## LIST OF TASKS
**A)** Below, the text about Vanessa Guzmán has a paragraph that begins "Vanessa Guzmán was born in Mexico City". Restate that paragraph as a short bulleted list that keeps its main facts.
**B)** Reproduce the text about Vanessa Guzmán word for word, from "Vanessa Guzmán Niebla" up to and including "Miss Universe pageant.".
**C)** Write what comes next in the text about Vanessa Guzmán, starting after its last sentence.

## DOCUMENT SEGMENT
Vanessa Guzmán Niebla (born April 19, 1976, in Mexico City, Mexico), is a Mexican actress and model. She was Nuestra Belleza México in 1995, and represented her country in the 1996 Miss Universe pageant.

Biography
Vanessa Guzmán was born in Mexico City, Mexico, and at age 4 moved with her family to Ciudad Juarez, Chihuahua, Mexico. In 1995, she competed for the title of Nuestra Belleza Chihuahua (Miss Chihuahua), title which she ended winning. After having won such title, she competed in Mexico's national beauty pageant Nuestra Belleza México; she was crowned Miss Mexico and went on to represent her country in Miss Universe 1996. She made the top six in the pageant and placed 5th overall. Just a short time after having returned from competing for the title, she received several offers to star in a number of television programs. She accepted the offer to co-host Al Ritmo de la Noche, alongside Jorge Ortiz de Pinedo.

Pointing dataset excerpts
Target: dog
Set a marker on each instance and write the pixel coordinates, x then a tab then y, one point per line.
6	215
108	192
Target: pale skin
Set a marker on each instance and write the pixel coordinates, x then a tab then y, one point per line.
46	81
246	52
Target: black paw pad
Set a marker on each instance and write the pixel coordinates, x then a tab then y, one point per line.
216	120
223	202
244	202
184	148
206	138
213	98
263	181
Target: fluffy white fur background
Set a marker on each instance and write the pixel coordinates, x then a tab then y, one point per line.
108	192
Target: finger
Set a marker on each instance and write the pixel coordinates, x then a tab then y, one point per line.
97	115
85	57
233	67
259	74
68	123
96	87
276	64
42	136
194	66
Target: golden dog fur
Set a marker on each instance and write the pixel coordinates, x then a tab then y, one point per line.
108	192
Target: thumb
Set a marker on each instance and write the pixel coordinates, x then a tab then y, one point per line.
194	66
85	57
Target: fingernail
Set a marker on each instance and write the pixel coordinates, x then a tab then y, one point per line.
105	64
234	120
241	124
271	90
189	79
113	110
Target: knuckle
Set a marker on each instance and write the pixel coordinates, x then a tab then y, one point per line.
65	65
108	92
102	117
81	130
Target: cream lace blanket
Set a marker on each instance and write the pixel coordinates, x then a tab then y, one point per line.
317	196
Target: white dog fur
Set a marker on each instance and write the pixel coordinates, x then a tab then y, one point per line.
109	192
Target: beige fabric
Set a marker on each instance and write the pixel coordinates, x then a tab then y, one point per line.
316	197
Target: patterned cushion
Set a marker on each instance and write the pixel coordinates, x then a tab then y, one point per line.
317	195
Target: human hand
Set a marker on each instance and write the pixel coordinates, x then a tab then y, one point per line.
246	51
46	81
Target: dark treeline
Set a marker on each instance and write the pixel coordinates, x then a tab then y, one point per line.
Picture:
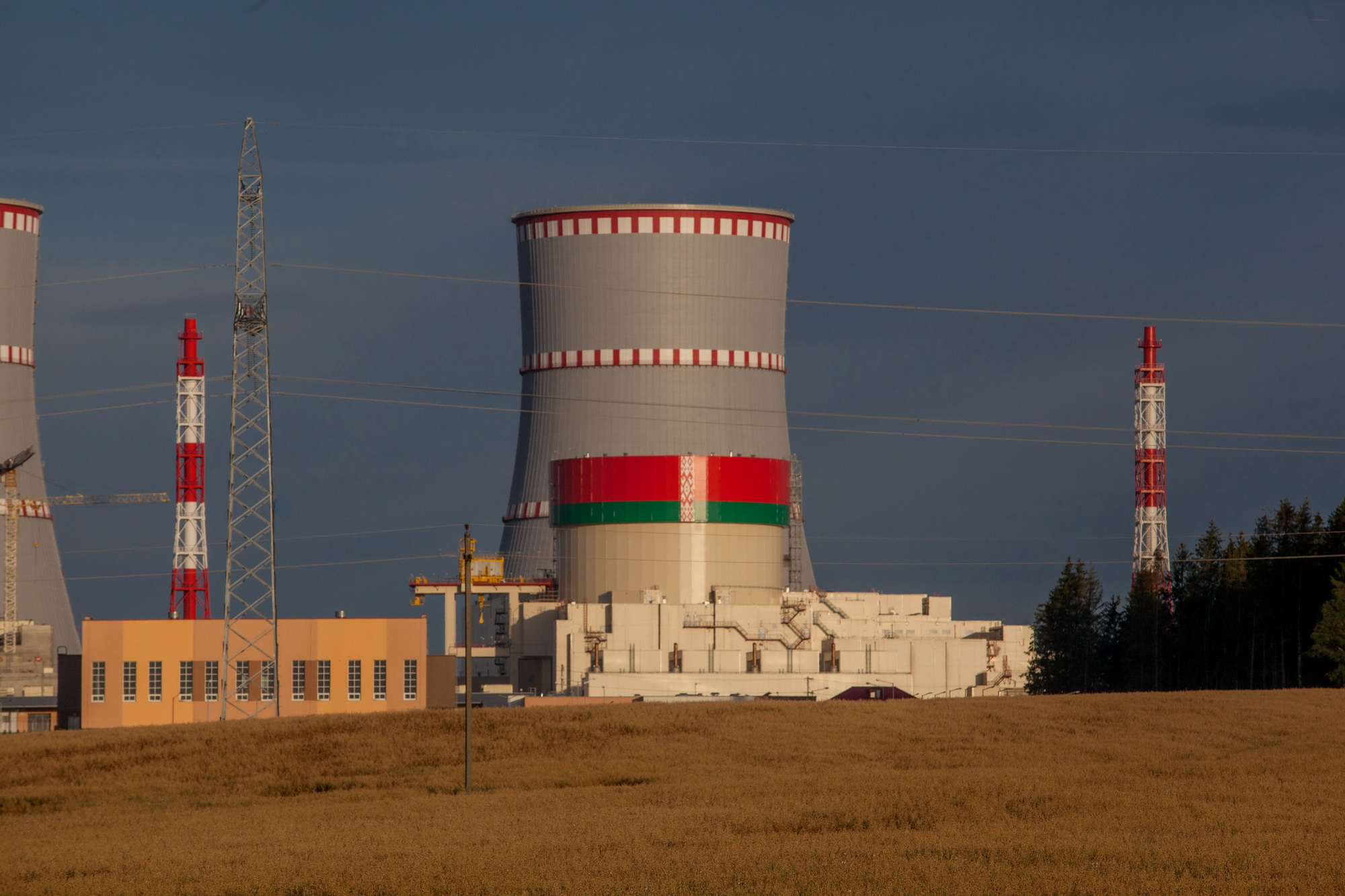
1246	612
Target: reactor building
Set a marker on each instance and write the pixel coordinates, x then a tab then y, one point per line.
654	533
42	596
654	448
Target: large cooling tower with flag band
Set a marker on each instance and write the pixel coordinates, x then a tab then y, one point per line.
42	587
653	448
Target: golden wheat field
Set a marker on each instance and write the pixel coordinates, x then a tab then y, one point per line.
1192	792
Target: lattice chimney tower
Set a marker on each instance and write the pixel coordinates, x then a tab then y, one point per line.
190	571
1152	464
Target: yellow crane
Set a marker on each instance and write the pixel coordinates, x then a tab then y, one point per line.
17	507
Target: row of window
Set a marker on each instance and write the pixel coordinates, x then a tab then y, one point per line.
252	681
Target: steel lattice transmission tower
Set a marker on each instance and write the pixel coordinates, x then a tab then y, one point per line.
251	638
1152	464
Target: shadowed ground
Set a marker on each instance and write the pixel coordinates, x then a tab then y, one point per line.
1190	792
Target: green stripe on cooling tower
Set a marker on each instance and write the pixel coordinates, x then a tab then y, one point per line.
629	512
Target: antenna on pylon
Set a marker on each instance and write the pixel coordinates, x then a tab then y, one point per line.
190	598
1152	466
251	638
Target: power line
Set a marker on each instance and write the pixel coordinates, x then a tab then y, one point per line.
805	413
660	404
905	147
837	563
821	302
72	134
868	432
146	274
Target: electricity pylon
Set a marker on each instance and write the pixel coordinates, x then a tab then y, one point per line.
251	639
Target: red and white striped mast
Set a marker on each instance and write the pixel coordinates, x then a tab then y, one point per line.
1152	464
190	571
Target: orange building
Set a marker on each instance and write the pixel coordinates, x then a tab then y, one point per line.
159	671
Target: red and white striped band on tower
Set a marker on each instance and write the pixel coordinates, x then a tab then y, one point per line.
683	221
190	589
20	218
528	510
29	507
17	356
649	357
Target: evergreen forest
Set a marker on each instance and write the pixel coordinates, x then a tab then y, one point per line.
1249	611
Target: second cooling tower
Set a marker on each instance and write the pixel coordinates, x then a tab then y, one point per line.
653	448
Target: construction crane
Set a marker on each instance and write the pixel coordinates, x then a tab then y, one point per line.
11	546
135	498
17	507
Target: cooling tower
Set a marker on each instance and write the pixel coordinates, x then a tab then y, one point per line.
42	587
653	448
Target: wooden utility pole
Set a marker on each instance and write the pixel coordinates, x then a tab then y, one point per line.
467	548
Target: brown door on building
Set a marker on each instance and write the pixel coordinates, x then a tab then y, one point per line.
536	676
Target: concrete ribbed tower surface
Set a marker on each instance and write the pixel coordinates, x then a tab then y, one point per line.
654	434
42	585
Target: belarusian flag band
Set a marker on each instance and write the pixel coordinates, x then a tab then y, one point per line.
588	491
625	512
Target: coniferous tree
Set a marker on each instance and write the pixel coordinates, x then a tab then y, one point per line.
1330	633
1147	633
1112	657
1065	634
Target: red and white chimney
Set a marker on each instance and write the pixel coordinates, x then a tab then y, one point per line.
190	571
1152	464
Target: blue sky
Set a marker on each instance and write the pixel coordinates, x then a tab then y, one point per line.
1113	233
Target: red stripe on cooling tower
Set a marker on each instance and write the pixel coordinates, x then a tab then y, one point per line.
528	510
20	218
580	481
17	356
653	357
665	221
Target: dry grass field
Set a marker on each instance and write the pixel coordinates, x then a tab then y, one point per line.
1194	792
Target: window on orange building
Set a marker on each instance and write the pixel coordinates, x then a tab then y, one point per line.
380	680
98	681
298	678
411	684
354	680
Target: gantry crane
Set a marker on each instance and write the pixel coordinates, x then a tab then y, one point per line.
17	507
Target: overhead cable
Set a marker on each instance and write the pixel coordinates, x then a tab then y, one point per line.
821	302
805	413
868	432
903	147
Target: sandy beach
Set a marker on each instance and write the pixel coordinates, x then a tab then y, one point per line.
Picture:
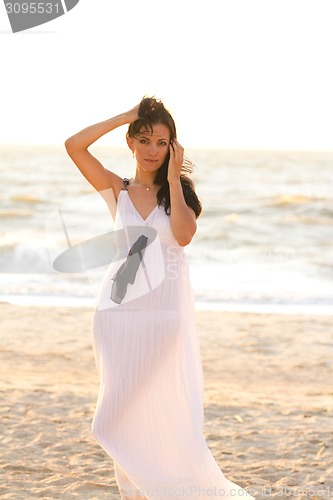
268	403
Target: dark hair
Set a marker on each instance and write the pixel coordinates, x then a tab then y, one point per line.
151	111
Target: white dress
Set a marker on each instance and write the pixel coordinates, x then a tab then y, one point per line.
149	414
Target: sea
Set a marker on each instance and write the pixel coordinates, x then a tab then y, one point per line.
264	241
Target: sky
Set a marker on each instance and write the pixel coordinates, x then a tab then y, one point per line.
235	74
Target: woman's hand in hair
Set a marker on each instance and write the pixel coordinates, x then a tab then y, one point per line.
176	161
132	115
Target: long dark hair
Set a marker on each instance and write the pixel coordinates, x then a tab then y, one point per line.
151	111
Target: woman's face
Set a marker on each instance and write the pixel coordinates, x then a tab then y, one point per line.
150	149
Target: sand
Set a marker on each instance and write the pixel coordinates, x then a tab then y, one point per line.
268	403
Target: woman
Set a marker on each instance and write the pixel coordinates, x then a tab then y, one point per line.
149	415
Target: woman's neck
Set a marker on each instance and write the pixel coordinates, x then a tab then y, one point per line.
145	179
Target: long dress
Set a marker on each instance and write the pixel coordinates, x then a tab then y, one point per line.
149	414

## EXPECTED OUTPUTS
**A)**
- Born in Mexico City; moved with her family to Ciudad Juarez, Chihuahua, at age 4.
- Won the title of Nuestra Belleza Chihuahua in 1995.
- Was then crowned Miss Mexico in Nuestra Belleza México.
- Represented Mexico in Miss Universe 1996, making the top six and placing 5th overall.
- Received several television offers soon after returning.
- Accepted the offer to co-host Al Ritmo de la Noche with Jorge Ortiz de Pinedo.

**B)**
Vanessa Guzmán Niebla (born April 19, 1976, in Mexico City, Mexico), is a Mexican actress and model. She was Nuestra Belleza México in 1995, and represented her country in the 1996 Miss Universe pageant.

**C)**
In 1999 she received her first role as an actress in a telenovela; Tres Mujeres (1999), Carita de Ángel (2000), Siempre te Amaré (2000), Aventuras en el Tiempo and Entre el Amor y el Odio are a number of works the actress has participated in. Other works made by Guzmán include the radionovela La Herencia, as well as appearing Mi Mujer se llama Mauricio and the film  16 en la Lista. The actress married, then divorced, actor Eduardo Rodriguez, with whom she had a son. In 2004, she participated in the production of Lucero Suárez titled Amar Otra Vez, where she gave life to the character of Verónica. Her latest appearance was in Alborada (2005). In 2006, she traveled to Argentina, where she began working on a telenovela named Amor Mío. She returned to Argentina in 2007 to work on the second season of Amor Mío and married current husband Uberto Bondoni, with whom she had a boy in 2008. 
Vanessa recently appeared on the cover of the magazine H Para Hombres.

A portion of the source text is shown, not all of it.